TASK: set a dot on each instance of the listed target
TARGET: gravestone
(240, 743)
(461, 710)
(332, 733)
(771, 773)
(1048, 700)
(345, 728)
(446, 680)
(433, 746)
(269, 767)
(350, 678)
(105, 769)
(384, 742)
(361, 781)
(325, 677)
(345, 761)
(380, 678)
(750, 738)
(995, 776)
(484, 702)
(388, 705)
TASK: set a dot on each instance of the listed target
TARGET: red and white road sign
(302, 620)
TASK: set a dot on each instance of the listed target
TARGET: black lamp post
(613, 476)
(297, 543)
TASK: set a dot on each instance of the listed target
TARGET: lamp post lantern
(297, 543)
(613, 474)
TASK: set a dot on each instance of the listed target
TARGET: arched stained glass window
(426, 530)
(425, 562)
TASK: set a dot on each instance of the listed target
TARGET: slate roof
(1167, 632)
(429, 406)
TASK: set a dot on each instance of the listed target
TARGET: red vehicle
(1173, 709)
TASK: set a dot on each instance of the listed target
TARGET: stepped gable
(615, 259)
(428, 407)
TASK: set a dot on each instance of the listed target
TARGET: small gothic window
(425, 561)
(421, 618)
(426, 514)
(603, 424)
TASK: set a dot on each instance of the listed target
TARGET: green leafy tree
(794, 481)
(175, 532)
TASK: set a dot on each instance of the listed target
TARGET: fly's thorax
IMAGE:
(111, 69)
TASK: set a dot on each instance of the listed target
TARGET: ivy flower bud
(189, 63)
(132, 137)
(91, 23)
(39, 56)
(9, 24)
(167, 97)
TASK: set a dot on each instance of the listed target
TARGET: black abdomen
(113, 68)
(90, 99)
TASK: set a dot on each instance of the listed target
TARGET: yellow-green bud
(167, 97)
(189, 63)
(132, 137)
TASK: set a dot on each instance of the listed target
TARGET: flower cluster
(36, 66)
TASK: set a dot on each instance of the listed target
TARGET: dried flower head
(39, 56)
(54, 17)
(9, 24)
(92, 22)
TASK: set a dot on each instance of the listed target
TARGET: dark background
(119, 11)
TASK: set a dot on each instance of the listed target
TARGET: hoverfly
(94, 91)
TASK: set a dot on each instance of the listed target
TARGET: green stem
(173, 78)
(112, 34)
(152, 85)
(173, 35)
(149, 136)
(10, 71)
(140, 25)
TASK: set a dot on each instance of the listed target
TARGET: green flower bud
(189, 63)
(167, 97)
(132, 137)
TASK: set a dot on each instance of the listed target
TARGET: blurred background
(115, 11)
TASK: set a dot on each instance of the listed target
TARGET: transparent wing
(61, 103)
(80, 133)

◇ ◇ ◇

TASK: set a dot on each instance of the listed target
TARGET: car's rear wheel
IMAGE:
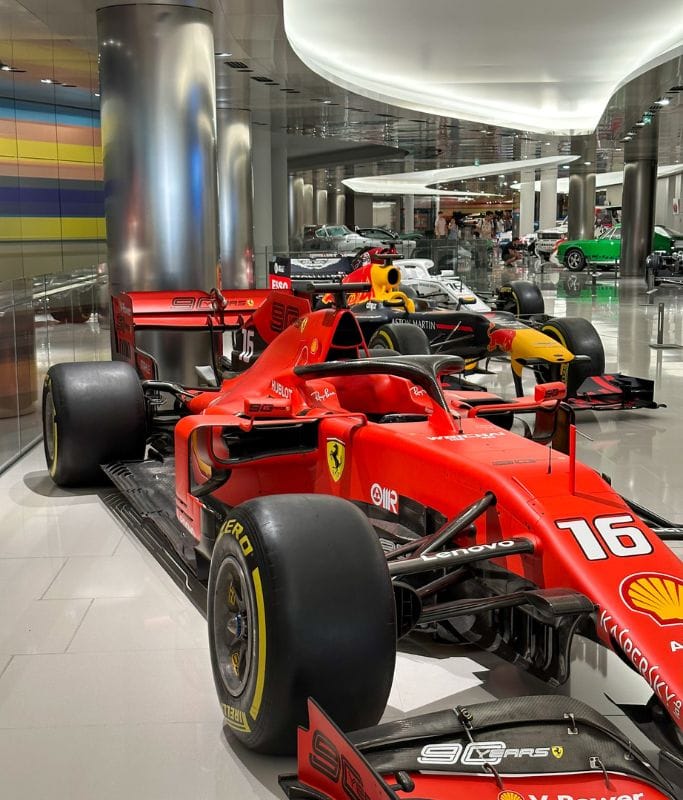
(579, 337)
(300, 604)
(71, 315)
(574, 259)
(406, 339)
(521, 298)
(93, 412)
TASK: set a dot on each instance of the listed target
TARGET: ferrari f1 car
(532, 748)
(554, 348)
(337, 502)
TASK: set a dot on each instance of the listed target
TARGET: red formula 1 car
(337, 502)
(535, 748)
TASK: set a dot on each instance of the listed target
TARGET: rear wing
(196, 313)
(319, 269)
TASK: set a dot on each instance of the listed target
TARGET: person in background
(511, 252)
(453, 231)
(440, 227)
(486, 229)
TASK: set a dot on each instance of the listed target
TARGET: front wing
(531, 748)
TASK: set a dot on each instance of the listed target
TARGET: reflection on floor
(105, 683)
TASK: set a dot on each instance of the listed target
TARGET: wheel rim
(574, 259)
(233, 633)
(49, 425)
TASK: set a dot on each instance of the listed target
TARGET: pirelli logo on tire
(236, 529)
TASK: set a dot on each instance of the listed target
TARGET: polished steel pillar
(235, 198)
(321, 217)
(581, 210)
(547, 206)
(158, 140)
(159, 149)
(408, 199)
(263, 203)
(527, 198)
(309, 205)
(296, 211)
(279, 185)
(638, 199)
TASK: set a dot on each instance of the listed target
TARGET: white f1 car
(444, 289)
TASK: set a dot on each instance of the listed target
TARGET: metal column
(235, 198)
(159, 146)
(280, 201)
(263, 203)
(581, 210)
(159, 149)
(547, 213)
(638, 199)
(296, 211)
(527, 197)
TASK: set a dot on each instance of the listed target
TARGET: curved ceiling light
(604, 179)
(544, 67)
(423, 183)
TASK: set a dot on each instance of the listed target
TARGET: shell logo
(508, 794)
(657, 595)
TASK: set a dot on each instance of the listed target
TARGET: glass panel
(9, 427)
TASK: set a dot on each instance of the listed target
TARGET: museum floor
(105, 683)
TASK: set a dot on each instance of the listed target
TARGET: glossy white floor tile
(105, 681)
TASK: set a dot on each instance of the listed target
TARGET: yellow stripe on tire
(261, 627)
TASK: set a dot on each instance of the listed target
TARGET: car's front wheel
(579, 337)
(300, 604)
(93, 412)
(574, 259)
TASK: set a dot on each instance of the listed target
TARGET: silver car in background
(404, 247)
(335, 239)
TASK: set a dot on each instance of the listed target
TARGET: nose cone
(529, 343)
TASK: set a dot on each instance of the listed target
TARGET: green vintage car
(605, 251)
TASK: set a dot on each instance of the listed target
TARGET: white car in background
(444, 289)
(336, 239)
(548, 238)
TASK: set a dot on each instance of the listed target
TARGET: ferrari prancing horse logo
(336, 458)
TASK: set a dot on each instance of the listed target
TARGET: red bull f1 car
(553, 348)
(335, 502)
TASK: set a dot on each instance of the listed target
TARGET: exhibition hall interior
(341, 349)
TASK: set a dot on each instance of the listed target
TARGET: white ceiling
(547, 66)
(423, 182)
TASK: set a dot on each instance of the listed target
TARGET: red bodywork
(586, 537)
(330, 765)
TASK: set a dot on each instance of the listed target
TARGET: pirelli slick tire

◇ ◇ ◇

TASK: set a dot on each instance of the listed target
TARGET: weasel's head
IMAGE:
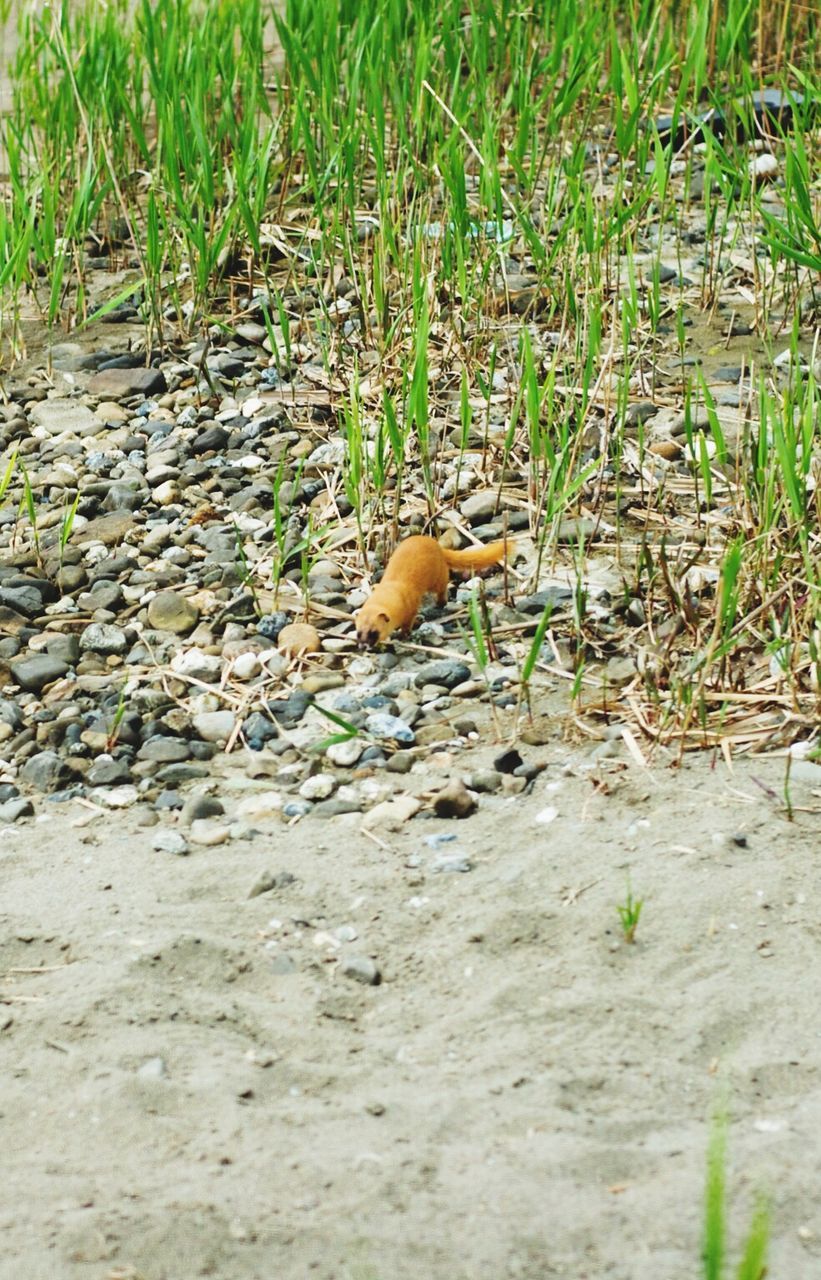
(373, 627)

◇ ◇ ◇

Reproducing the whole listing above is not the task. Copy exactly only the lines from the one with "TARGET: nose cone" to the one with "TARGET: pirelli slick tire", both kept.

TARGET: nose cone
(529, 343)
TASK: set a dot on each instance of the listed target
TARGET: green vintage car
(605, 251)
TASK: set a dot on each instance of the listed target
TARGET: white car in background
(444, 289)
(336, 239)
(548, 238)
TASK: set a dot on each instance of the listed target
TARGET: ferrari prancing horse logo
(336, 458)
TASK: set a dot on each instance of the listed target
TARGET: red bull f1 car
(553, 348)
(335, 502)
TASK: set a dot on each instance of the listed target
TARGET: exhibition hall interior
(341, 349)
TASK: set a dot on each instance of the listed target
TARGET: white ceiling
(547, 66)
(423, 182)
TASK: set a dot on each instance of the listed target
TARGET: red bodywork
(586, 537)
(330, 765)
TASK: set a dot on each instance of the listed target
TARGET: pirelli slick tire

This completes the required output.